**Work instructions**
Count the lines in the records below that contain the word "dark", treating uppercase and lowercase as different, and give only the number.
◇ ◇ ◇ ◇ ◇ ◇ ◇
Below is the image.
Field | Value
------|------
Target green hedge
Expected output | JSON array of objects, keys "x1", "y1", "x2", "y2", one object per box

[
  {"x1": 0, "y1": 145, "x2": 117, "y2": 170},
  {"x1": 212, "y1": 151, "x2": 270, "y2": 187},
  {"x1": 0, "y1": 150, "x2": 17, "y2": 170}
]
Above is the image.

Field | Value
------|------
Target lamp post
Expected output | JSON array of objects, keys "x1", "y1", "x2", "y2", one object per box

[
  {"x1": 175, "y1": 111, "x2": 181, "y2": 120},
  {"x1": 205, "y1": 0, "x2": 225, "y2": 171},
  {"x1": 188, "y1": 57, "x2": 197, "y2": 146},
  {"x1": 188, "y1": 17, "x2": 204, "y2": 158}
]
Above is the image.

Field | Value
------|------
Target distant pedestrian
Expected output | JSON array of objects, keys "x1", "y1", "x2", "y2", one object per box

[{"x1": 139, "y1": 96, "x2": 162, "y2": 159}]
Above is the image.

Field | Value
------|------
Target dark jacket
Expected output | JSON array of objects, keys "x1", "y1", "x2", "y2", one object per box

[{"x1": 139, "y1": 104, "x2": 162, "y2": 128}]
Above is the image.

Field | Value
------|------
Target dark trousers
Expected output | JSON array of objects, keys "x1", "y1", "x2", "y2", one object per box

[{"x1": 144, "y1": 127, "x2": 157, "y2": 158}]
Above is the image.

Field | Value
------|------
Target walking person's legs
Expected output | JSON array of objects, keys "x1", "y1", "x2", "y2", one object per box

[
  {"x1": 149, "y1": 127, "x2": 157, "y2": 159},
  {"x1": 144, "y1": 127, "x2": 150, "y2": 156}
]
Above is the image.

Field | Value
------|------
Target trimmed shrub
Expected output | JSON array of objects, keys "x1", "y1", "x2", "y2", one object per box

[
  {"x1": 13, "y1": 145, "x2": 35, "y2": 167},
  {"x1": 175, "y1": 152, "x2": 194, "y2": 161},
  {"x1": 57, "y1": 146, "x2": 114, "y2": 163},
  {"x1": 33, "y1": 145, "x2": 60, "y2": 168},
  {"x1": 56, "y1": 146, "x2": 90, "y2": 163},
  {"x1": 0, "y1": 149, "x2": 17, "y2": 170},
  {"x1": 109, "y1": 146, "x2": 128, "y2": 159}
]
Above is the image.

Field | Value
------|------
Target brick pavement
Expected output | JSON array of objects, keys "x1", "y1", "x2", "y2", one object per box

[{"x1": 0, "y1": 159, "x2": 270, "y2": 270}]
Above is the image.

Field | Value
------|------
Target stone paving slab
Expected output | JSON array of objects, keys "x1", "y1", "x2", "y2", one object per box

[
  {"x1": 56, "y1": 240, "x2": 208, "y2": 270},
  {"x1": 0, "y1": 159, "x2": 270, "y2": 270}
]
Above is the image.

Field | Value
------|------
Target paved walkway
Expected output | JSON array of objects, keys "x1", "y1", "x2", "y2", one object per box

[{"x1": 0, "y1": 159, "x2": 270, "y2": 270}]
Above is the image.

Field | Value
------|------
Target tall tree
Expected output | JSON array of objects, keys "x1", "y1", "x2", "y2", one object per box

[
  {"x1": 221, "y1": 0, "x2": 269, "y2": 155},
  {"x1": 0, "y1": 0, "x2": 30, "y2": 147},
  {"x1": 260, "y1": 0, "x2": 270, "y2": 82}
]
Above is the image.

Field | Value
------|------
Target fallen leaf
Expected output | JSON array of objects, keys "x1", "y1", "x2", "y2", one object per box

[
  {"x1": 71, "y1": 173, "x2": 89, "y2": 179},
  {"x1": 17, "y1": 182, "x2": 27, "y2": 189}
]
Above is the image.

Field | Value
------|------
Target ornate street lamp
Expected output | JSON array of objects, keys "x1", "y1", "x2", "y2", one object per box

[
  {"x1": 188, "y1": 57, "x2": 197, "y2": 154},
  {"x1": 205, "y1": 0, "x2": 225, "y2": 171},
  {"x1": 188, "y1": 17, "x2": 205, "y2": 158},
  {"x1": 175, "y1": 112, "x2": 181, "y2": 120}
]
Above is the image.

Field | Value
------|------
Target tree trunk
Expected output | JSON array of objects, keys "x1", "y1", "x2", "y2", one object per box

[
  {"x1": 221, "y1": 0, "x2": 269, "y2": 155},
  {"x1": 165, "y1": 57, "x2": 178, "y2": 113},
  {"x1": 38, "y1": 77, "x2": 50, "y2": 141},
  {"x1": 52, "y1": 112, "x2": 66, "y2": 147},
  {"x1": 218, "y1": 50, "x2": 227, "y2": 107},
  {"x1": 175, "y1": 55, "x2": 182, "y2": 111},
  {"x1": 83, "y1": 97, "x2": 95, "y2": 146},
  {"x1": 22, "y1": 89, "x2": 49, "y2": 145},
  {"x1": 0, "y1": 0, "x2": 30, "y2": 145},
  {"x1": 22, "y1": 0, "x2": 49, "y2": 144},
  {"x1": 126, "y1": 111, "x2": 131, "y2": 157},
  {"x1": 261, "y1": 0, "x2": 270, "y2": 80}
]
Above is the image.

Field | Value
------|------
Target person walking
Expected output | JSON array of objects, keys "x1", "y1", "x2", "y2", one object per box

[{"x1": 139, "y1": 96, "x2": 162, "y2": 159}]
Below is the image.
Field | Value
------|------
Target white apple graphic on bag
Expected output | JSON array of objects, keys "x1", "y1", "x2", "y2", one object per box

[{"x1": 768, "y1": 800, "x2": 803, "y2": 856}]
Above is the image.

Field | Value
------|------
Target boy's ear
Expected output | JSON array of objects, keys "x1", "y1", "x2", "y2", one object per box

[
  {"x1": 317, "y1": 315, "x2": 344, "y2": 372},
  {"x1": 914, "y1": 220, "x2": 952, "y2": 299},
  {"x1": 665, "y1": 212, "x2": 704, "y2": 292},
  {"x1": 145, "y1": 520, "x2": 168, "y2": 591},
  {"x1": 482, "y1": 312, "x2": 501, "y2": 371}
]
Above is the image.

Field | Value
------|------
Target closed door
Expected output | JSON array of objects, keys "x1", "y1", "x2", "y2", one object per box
◇ ◇ ◇ ◇ ◇ ◇ ◇
**Expected output**
2